[Extracted data entries]
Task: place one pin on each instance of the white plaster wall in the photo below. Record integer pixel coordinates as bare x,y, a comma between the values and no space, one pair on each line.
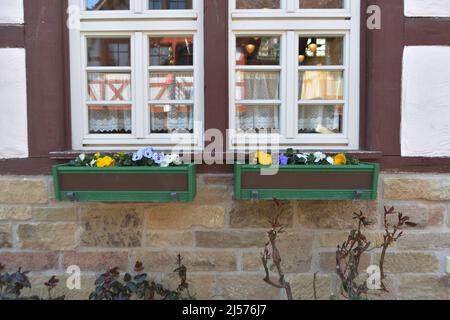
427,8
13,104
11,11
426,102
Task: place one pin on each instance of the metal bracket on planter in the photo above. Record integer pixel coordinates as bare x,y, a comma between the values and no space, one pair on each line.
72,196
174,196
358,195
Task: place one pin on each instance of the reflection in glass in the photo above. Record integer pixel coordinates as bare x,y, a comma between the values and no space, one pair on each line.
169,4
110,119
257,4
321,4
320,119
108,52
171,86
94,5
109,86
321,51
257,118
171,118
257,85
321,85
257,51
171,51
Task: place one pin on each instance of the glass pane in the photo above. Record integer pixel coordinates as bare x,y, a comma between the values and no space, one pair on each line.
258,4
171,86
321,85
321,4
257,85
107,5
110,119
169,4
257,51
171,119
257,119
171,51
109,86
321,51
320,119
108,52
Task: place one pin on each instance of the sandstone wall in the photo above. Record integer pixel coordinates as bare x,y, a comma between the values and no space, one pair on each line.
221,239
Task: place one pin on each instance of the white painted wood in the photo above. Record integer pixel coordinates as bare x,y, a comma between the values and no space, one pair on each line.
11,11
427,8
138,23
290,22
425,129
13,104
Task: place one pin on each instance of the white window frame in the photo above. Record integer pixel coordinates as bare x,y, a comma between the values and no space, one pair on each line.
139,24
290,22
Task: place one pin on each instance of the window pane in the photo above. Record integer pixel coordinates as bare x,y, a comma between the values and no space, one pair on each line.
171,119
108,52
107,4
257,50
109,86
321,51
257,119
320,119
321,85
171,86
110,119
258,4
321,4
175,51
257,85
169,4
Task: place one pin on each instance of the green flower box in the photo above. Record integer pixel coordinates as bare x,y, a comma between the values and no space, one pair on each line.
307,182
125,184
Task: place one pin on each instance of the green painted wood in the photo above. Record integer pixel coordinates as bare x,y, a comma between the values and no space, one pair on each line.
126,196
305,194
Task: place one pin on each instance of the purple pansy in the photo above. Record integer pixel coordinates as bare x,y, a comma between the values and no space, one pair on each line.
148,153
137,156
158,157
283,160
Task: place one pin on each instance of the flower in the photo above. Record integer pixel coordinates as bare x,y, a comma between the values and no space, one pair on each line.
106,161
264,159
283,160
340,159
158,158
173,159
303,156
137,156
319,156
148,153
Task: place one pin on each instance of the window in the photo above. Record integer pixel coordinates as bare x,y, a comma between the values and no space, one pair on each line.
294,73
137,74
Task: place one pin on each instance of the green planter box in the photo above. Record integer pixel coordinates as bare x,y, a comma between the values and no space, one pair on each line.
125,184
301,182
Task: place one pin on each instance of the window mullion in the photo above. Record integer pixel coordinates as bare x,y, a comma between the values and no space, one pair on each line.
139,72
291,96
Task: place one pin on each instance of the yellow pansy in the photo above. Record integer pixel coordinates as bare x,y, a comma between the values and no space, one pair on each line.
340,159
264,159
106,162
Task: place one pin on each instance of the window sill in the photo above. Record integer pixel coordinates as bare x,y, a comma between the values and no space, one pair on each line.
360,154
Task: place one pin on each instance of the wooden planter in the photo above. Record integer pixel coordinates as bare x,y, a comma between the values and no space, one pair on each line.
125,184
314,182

* * *

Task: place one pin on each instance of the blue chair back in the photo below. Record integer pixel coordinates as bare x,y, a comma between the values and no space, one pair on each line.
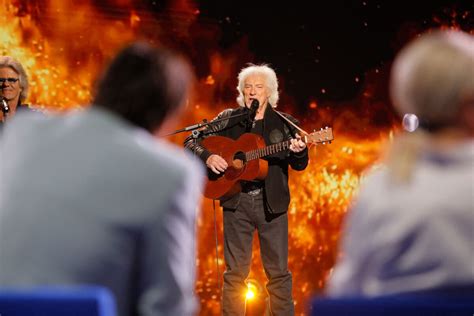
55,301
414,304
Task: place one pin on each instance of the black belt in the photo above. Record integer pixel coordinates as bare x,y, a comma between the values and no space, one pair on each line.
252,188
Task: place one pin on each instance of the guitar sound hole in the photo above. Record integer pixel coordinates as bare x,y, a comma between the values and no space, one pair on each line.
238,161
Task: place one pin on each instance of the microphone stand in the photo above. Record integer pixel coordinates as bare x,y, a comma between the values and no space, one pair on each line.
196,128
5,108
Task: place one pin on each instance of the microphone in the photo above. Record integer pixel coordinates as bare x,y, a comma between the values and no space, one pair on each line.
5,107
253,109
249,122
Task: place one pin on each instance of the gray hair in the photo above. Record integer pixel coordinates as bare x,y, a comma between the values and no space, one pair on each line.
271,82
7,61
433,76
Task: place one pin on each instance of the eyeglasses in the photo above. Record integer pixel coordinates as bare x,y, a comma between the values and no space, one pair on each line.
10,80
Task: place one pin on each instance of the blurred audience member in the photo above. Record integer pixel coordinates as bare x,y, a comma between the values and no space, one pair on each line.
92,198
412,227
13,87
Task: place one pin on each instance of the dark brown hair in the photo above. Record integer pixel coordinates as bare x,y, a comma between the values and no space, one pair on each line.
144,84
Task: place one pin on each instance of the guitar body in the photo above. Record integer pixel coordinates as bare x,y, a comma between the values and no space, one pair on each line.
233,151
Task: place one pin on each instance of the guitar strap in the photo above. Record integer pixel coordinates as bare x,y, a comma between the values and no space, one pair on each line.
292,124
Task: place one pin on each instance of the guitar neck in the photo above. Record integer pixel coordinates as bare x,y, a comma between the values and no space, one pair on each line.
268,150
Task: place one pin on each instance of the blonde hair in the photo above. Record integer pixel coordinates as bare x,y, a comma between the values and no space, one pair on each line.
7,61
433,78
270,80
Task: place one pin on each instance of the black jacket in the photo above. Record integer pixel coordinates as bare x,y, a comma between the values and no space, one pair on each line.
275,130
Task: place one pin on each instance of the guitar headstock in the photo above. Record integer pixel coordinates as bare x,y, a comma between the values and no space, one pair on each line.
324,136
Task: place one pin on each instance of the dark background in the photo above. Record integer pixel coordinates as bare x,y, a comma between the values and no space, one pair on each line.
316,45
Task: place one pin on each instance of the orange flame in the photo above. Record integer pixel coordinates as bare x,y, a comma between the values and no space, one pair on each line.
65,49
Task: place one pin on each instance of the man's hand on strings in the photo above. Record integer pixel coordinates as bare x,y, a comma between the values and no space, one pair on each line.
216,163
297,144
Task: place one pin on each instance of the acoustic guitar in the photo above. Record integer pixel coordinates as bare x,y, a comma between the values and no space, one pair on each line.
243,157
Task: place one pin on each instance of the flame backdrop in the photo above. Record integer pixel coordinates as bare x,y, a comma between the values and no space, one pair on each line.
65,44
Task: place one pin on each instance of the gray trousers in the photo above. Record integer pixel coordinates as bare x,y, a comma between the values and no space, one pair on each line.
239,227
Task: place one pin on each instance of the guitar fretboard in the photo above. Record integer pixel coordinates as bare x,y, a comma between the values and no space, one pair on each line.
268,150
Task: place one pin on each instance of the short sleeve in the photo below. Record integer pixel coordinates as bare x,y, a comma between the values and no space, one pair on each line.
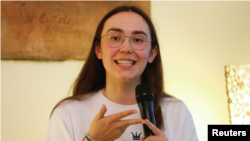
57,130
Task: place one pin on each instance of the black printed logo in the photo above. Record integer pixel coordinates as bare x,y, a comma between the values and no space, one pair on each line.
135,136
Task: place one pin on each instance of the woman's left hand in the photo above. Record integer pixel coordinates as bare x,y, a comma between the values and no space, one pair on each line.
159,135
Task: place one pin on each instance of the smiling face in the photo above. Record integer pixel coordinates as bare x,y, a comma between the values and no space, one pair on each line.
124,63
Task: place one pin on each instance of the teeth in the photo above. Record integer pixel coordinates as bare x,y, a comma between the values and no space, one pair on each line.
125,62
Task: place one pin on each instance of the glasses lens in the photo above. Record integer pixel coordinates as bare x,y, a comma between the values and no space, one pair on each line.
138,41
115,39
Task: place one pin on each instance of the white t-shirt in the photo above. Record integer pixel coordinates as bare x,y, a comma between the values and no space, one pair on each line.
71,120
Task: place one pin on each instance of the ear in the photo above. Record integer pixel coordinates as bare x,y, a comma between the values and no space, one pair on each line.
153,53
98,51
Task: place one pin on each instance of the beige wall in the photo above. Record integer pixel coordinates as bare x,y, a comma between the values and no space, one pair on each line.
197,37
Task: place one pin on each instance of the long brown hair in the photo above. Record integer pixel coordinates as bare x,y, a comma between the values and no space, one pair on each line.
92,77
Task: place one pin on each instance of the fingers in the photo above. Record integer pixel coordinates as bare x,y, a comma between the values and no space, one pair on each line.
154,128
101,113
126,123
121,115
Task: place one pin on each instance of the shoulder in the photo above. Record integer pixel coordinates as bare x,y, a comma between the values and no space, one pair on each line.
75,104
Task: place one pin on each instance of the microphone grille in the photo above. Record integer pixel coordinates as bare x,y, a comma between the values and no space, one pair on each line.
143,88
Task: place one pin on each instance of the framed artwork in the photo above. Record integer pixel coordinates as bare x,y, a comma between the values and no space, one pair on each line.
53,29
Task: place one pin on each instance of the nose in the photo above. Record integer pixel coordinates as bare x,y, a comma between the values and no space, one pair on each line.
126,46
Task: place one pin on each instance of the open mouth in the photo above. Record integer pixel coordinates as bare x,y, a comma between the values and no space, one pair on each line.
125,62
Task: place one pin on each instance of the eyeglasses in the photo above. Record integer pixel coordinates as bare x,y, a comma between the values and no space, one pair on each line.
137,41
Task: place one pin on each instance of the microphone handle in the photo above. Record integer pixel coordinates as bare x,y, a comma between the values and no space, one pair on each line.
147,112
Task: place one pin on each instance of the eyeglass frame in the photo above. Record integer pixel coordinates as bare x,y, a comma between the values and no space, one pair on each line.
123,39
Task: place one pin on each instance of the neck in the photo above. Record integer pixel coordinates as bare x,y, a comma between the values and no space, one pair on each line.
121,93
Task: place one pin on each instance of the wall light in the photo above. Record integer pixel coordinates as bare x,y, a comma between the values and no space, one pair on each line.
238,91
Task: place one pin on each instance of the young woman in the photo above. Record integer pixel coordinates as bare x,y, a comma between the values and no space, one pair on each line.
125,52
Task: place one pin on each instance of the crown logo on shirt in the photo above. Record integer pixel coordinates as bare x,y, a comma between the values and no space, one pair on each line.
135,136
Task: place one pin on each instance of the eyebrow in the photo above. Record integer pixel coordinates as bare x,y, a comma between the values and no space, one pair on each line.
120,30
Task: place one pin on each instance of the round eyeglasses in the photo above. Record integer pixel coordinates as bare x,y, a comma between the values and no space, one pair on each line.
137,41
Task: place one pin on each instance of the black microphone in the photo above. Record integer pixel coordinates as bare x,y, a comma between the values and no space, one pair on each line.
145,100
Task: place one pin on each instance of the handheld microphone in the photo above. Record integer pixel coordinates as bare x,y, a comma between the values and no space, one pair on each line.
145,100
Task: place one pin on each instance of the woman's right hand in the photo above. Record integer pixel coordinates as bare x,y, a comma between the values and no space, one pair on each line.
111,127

Given task: Pull out every line in the records that contains the word "green" and copy each one unchanged.

Task answer:
Task: place one pin on each instance of the green flower box in the photo above. Record integer pixel coordinates as bare x,y, a comma between the values and no space, one pair on each line.
Task: place one pin on each instance of the green painted wood in the photo above. Record integer pixel coordinates as bare x,y, a comma between the values and no space, one pair on each line.
Task: place one pin on each instance of the green planter box in the photo above. Record integer pixel coordinates as bare x,y, a comma between the values and no space, one pair on each line.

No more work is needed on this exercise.